▶ **Description of the task**: Copy the data below word for word, leaving out the pictures.

** BEGIN **

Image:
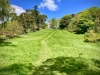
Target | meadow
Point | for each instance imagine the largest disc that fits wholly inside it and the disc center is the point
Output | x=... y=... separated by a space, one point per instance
x=49 y=52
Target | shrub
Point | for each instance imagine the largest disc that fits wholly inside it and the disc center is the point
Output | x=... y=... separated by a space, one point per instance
x=13 y=29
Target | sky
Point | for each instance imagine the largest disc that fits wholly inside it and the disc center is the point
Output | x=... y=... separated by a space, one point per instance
x=54 y=8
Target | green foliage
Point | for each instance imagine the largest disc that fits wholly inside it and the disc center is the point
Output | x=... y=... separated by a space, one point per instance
x=13 y=29
x=32 y=20
x=5 y=10
x=81 y=22
x=54 y=23
x=65 y=21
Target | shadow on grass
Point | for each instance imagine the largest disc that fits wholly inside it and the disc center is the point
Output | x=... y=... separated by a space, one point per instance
x=53 y=66
x=2 y=44
x=65 y=66
x=16 y=69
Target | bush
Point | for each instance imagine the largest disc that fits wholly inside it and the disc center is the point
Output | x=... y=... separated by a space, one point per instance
x=13 y=29
x=91 y=36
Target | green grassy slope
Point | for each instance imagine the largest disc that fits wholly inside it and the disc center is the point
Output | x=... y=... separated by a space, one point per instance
x=49 y=52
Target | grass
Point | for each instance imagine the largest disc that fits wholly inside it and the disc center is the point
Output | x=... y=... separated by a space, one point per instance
x=49 y=52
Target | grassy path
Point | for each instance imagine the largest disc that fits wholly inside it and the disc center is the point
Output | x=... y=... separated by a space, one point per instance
x=45 y=52
x=49 y=52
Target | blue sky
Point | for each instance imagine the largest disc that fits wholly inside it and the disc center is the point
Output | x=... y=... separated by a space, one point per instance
x=54 y=8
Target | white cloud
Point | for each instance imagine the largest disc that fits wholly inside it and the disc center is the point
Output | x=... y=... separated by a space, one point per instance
x=50 y=4
x=18 y=9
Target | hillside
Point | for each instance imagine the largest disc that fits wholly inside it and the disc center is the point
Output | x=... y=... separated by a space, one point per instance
x=49 y=52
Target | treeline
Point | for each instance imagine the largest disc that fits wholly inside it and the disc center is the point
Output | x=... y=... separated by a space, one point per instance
x=12 y=25
x=86 y=22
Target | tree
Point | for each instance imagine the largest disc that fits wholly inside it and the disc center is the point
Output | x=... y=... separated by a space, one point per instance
x=53 y=23
x=4 y=12
x=81 y=22
x=64 y=22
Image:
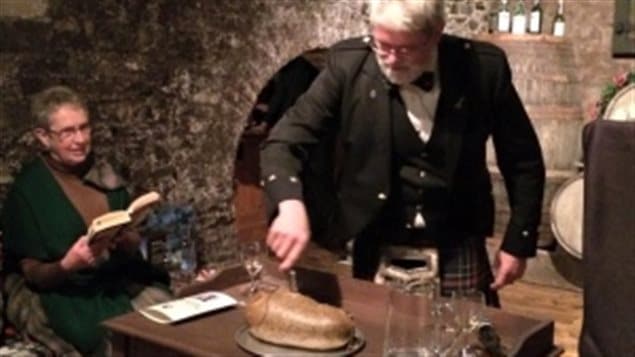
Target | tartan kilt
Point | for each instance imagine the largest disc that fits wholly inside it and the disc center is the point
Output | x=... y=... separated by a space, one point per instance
x=466 y=266
x=463 y=264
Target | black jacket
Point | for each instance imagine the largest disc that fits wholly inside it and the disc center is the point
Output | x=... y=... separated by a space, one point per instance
x=348 y=107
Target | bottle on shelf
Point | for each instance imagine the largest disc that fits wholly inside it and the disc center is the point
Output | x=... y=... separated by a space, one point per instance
x=519 y=20
x=504 y=19
x=558 y=21
x=535 y=18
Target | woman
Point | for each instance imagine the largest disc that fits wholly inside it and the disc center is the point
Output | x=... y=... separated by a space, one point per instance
x=48 y=209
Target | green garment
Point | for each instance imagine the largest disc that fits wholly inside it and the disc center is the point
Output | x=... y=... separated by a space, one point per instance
x=41 y=223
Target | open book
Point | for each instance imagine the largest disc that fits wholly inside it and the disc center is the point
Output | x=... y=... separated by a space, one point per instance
x=109 y=224
x=184 y=308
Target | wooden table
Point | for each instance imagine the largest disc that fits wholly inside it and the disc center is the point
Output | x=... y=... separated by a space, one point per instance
x=213 y=335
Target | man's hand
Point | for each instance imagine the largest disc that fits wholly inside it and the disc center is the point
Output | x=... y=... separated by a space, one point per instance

** END **

▶ **Response to the task**:
Image:
Target | meadow
Point | for each instance imagine the largest disc that fits wholly inside it and the disc center is the point
Output | x=... y=... separated by a space, one point per instance
x=49 y=52
Target | shrub
Point | for each instance imagine the largest disc that fits wholly inside it and the disc center is the point
Output | x=... y=... separated by a space, one point per instance
x=13 y=29
Target | sky
Point | for each instance imagine the largest disc that fits wholly inside it and the disc center is the point
Output | x=... y=... separated by a space, one point per instance
x=54 y=8
Target | green foliage
Point | for each instance imagine the largest disc that fits wholly inside it and the disc center is the point
Output | x=... y=... separated by a space, one point per instance
x=13 y=29
x=32 y=20
x=5 y=10
x=81 y=22
x=54 y=23
x=65 y=21
Target | shadow on grass
Point | for each instance imagine the largest disc that fits wholly inside it and the disc center is the point
Output | x=... y=... separated by a space, one point per instance
x=53 y=66
x=2 y=44
x=65 y=66
x=16 y=69
Target | bush
Point | for each instance imagine the largest disc that fits wholly inside it and the disc center is the point
Output | x=... y=... separated by a space, one point per instance
x=13 y=29
x=91 y=36
Target | green grassy slope
Point | for each instance imagine the largest disc that fits wholly inside it and the disc center is the point
Output | x=... y=... separated by a space, one point per instance
x=49 y=52
Target | grass
Point | for each instance imagine the largest disc that fits wholly inside it and the disc center is the point
Output | x=... y=... separated by a space, one point per instance
x=49 y=52
Target | grassy path
Point | for each instance imagine the largest disc that fits wholly inside it and the disc center is the point
Output | x=... y=... separated by a space, one point per instance
x=45 y=52
x=49 y=52
Target | blue sky
Point | for each instance imagine the largest disc that fits wholly inside it and the disc center is the point
Output | x=... y=... separated by a space, one point per instance
x=54 y=8
Target | white cloud
Point | for each instance imagine the largest disc that fits wholly inside it and the disc center is the point
Output | x=... y=... separated by a space, one point per instance
x=50 y=4
x=18 y=9
Target | hillside
Point | for each instance imagine the largest disc that fits wholly inside it and the disc center is the point
Output | x=... y=... separated by a space, one point per instance
x=49 y=52
Target | treeline
Point | for each instance imagine the largest disc that fits wholly inside it and the disc center is the point
Output | x=... y=... separated by a space, one point per instance
x=12 y=25
x=86 y=22
Target | tree
Point | for each instance imagine the largest disc that fits wholly inside it and the disc center is the point
Output | x=... y=... separated by a space, one point per instance
x=53 y=23
x=4 y=12
x=81 y=22
x=64 y=22
Image:
Target | tartan kilt
Point | for each instance imagine the largest disc that fits wholly inside it and the disc center is the point
Output | x=... y=... separated by a space, one point per instance
x=466 y=266
x=463 y=264
Target | black jacket
Point | for each instance imagine the largest disc that fits wholly inside it and the disc center is the point
Output | x=... y=... separated by a space, one point per instance
x=348 y=107
Target | bottle on shelf
Point | for each instance imagine the largest disc that fits wholly inside it and the disc center is the point
Output | x=... y=... separated by a space, one point per instance
x=519 y=20
x=504 y=19
x=558 y=21
x=535 y=18
Target | woman
Point | for each instance imagine the largest disc that fits wholly inside it and the disc center is the point
Output | x=... y=... separated by a space, one point per instance
x=48 y=209
Target | green garment
Point | for each instance imagine the largest disc that fits wholly inside it and the disc center is the point
Output | x=... y=... separated by a space, one point per instance
x=41 y=223
Target | open book
Point | for each instance imagine the largest disc that fits wholly inside it and the disc center is the point
Output | x=... y=... separated by a space, one point per instance
x=109 y=224
x=184 y=308
Target | wooden table
Point | for each instance imagine the largest disc that fits wholly inside it and the disc center is the point
Output | x=... y=... separated by a space, one point per instance
x=213 y=335
Target | man's hand
Point | for each instance imagine the largest disc that fits wholly inside it and the disc center is the point
Output | x=... y=... separated by a space, one point per instance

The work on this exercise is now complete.